| Document segment |
---
# Fuel injection? Sanity check



## 73Jim (Jul 17, 2021)

Hi all, 
I'm looking to replace my Edelbrock carburetor with a fuel injection setup. I think I'm down to the Holley Sniper 550 or the Edelbrock Pro Flo 4 and I would appreciate a sanity check. What I have accumulated so far:

Where they are similar

Both require 58 PSI fuel (fuel upgrades are common to both, thus eliminated from this discussion)
Both have one wideband o2 for closed loop operation
Both have dedicated forums for support
Both self learn (after time/temperature)
Holley 4 X 100lb/hr injectors. Edelbrock 8 X 35lb/hr injectors
Both can support boost (Holly 21PSI, Edelbrock 15PSI) for future power adder
Holley advantages

Can reuse my distributor/manifold (have to lock out advance)
Can data log to SD card (an engineer by trader so I LOVE data)
Can run deadhead fuel system (if I want to...)
Cost (Holley 1330/ Edelbrock 2165)
Edelbrock advantages

Multiport fuel injection (easier to upgrade for future power adders)
Can remove my MSD 6AL, cleaner engine bay
Included tablet or Android App.
---
| Given information |
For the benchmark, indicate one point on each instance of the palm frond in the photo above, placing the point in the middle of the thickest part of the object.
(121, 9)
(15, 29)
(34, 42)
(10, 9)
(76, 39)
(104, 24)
---
| Challenge |
In the fuel injection thread, rewrite the part starting with "Both require 58" and going on through "1330/ Edelbrock 2165)", substituting "USB drive" for "SD card".

| Exercise result |
Both require 58 PSI fuel (fuel upgrades are common to both, thus eliminated from this discussion)
Both have one wideband o2 for closed loop operation
Both have dedicated forums for support
Both self learn (after time/temperature)
Holley 4 X 100lb/hr injectors. Edelbrock 8 X 35lb/hr injectors
Both can support boost (Holly 21PSI, Edelbrock 15PSI) for future power adder
Holley advantages

Can reuse my distributor/manifold (have to lock out advance)
Can data log to USB drive (an engineer by trader so I LOVE data)
Can run deadhead fuel system (if I want to...)
Cost (Holley 1330/ Edelbrock 2165)